Data entries:
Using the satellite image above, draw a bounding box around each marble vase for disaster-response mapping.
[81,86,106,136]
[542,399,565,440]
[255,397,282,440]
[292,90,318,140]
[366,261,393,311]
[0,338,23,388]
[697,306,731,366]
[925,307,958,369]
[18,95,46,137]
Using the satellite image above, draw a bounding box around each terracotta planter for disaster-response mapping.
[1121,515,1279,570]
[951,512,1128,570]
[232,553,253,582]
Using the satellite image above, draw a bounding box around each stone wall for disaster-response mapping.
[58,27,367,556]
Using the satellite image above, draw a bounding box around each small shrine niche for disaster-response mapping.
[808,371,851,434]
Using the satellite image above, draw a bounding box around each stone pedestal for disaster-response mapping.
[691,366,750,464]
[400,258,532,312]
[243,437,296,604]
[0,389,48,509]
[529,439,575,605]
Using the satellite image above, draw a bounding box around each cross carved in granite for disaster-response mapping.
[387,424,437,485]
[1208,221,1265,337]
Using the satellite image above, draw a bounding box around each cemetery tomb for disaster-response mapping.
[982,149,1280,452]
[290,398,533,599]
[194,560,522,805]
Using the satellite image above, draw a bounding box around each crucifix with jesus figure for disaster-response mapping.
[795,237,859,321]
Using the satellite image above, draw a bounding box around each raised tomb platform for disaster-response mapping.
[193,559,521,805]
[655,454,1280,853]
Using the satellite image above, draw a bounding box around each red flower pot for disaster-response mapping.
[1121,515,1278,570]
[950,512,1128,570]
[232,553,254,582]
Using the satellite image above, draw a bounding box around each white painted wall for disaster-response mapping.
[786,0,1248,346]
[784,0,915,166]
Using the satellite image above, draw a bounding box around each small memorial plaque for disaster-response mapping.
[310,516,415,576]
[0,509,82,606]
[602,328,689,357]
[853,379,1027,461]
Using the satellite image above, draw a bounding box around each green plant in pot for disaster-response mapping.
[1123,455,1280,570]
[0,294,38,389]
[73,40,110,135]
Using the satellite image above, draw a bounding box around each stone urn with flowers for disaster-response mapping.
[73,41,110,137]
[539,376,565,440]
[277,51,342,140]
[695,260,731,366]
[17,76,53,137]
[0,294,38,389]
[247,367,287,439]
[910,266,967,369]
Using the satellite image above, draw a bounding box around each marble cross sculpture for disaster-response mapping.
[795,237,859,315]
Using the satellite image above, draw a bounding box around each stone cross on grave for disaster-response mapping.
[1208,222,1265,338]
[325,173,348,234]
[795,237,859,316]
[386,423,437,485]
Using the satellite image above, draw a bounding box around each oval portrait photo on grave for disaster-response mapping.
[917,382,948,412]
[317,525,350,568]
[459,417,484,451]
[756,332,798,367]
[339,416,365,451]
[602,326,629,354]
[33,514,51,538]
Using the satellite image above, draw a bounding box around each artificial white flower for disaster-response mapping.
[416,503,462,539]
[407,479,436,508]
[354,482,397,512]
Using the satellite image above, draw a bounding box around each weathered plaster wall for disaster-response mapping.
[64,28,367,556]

Exercise goal –
Restate the data word for word.

Task result –
Using the satellite image above, draw a bounding box around each marble vase for disaster-response mapping.
[81,86,106,136]
[542,399,565,440]
[255,397,282,440]
[292,90,318,140]
[366,261,393,311]
[0,338,23,388]
[697,306,731,366]
[925,307,958,369]
[18,95,46,137]
Using the satellite image above, draw a bounding box around each terracotta planter for disaster-response mapping.
[1121,515,1279,570]
[951,512,1128,570]
[232,553,253,582]
Using the satellite image above, draw a bounding box around each stone wall for disaster-response mapping.
[58,27,367,556]
Using the satellite image above, draw a bounding box around each small shrine niche for disaster-response mapping.
[808,371,851,434]
Using the satellite image above, draw a bounding box around each stone pedestal for disaster-response mapping.
[691,366,750,464]
[400,258,532,312]
[243,437,296,604]
[0,389,48,509]
[529,439,575,605]
Using the satellite image above, draw a bounding box around each cross carved in granite for disaster-response mapping.
[387,424,437,485]
[1208,221,1265,337]
Using the satellite image above, draw a bounding box around each cemetery tomb for disaster-response mapping.
[982,149,1280,452]
[290,398,533,599]
[194,560,522,805]
Using the satellite image above, draw a bounding box around each crucifix with jesus figure for disaster-response mapping.
[795,237,859,321]
Using the satellite image above, draw a bounding box around each raised tomb platform for disaster-response mapping.
[193,559,521,805]
[655,454,1280,853]
Using the satellite image above, draw a bounding box around each red flower pot for disaster-response mapping.
[1121,515,1278,570]
[950,512,1128,570]
[232,553,254,582]
Using the satellite image above, draw a bounding box around each white painted wall for disaster-response mapping.
[786,0,1248,346]
[784,0,915,166]
Using the satellite image above, draw a bounding box around each small memorial plaque for disaster-response mapping.
[310,516,415,576]
[0,509,82,606]
[602,328,689,357]
[853,379,1027,461]
Using the satellite image above, draw a bounding box around each green plant in pot for disaster-response mapping.
[1123,455,1280,570]
[0,294,38,389]
[73,40,110,135]
Using the satellite image above, draw a bounding box around each stone urn with flowers for disaster-response mapping.
[73,41,110,137]
[539,376,565,440]
[277,51,342,140]
[695,260,731,366]
[17,76,53,137]
[0,294,38,389]
[247,367,287,439]
[910,266,967,369]
Using the satellite image above, draw a bounding box around each marble cross sculpture for disaster-response mapping.
[795,237,859,315]
Using the satellite image above, draw a bounding box around each stone cross on grave for disaster-response mapping.
[1208,222,1265,338]
[325,173,348,234]
[795,237,859,316]
[386,423,437,485]
Using the satellite image above, draw a bounding box around each oval portrait photo on grave for disaster-response mapping.
[917,382,948,412]
[317,525,350,568]
[459,417,484,451]
[756,332,798,367]
[339,416,365,451]
[602,326,629,354]
[33,514,51,538]
Using the satellite image above, draw a bounding box around each artificial white flower for disaster-response mapping.
[416,503,462,539]
[407,479,436,508]
[354,482,397,512]
Using the satellite image above, draw a bounding box around each weathered plaster wall for disaster-response mapping.
[64,28,367,556]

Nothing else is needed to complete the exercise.